Matteo Clemente: There are more reasons than one as to why it is important. First of all it’s necessary for our churches to have a koinonia which is international: although we are small in size we are not provincial in our outlook – we desire to interact in a significant way with like-minded realities at a European and International level. We also want to be a credible reference point for other churches, agencies and evangelical reformed organisations abroad which are seeking to invest energy in Italy and elsewhere. Lastly, although not the least, the Evangelical Reformed Baptist Churches of Italy are aware that they have a rich heritage which God has entrusted them that they can make available to others – an understanding of Roman Catholicism, an approach to bioethics which is not only unique but efficacious, to name but a couple. We have a clear sense that abroad these particular areas are weakly developed from a specifically evangelical and biblical backdrop: it’s as if there is a need for a stronger grasp of the issues at stake.

Editor: What was the central theme of the Dutch Conference?

_Problem description_
Write the next part of the interview with Matteo Clemente about the Evangelical Reformed Baptist Churches of Italy, starting after its final line. The records have nothing to do with the interview text.

_Data provided_
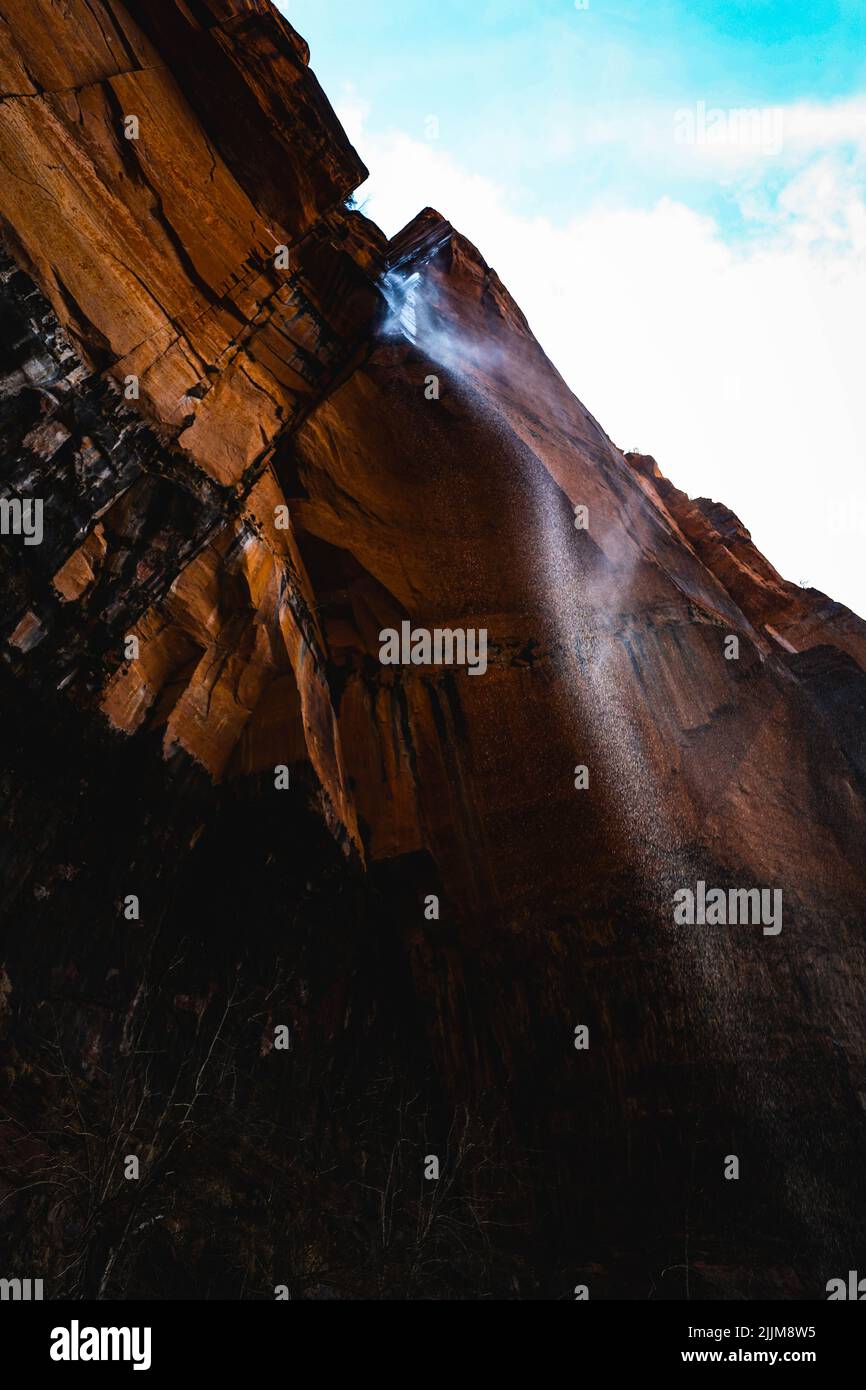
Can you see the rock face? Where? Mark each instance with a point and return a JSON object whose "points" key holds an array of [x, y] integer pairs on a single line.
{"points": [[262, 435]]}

...

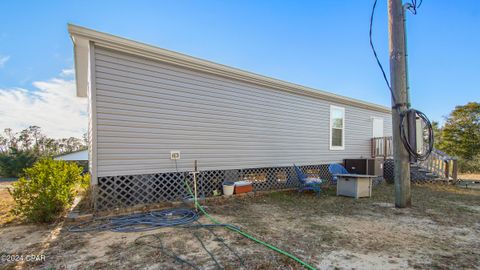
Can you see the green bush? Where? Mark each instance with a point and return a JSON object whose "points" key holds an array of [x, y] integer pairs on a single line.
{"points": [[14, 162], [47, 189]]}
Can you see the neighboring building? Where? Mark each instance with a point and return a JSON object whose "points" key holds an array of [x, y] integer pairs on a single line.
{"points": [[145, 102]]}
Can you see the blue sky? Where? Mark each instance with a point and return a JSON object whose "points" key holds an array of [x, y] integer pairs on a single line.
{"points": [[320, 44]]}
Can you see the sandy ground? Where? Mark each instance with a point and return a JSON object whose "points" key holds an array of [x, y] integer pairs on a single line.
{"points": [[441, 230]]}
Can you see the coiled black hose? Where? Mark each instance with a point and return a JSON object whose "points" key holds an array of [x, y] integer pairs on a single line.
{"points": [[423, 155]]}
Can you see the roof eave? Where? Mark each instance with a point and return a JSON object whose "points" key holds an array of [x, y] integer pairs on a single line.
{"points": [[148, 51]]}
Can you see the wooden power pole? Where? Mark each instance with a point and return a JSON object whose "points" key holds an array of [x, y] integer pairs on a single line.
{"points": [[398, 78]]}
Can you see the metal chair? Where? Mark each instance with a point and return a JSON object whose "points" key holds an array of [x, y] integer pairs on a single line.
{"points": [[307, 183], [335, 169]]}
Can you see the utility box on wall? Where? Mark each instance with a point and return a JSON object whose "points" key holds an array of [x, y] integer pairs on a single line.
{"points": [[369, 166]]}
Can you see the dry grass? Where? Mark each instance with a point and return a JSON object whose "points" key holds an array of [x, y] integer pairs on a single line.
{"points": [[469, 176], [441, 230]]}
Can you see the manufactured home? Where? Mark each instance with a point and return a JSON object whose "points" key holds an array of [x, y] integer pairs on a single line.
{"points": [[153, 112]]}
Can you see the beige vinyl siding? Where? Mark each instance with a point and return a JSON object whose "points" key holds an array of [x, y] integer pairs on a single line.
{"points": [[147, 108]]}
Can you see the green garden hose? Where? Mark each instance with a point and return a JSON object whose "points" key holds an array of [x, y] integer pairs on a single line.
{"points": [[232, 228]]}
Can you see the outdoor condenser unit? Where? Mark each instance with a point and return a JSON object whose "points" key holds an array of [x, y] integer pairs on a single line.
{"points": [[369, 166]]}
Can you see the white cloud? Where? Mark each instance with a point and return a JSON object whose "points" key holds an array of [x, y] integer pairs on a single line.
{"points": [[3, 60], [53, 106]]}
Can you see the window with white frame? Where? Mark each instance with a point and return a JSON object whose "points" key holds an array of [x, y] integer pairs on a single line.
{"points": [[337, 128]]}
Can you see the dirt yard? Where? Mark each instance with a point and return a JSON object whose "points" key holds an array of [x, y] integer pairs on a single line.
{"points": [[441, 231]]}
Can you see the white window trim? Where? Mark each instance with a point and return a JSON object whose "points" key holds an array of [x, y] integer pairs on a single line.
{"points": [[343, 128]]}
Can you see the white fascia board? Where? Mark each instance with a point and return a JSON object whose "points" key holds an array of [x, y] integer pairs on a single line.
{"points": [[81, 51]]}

_The answer_
MC: There were several issues which were brought before the delegates but most of them were developed only in partial way and without any new perspectives. I would have to say that I really missed the richness of our churches in Italy. We in CERBI don’t always appreciate the richness of God’s blessing on us. There was, however, the clear intention to provide an interchange between us all. Although major issues weren’t developed in a significantly vital way, this was successful and we all got to know one another much better.

Editor: Was much space given to the topic of evangelisation?

MC: There was what was called a ‘missions’ day where various workshops were offered: the witness to Israel, urban evangelisation, founding churches in European metropolis, the challenge of post-modernity, etc.  The goal  was to favour an exchange of ideas, experiences, as well as developing specific points of interest which can become the subject of future conferences, as well as giving us specific topics for prayer.  One evening was dedicated to Islam in Europe in which both the  dangers and the opportunities were underlined. It was a day dedicated to missions and mission themes from a European angle.

Editor: Were there any sessions focussing on  problems of a social and ethical nature?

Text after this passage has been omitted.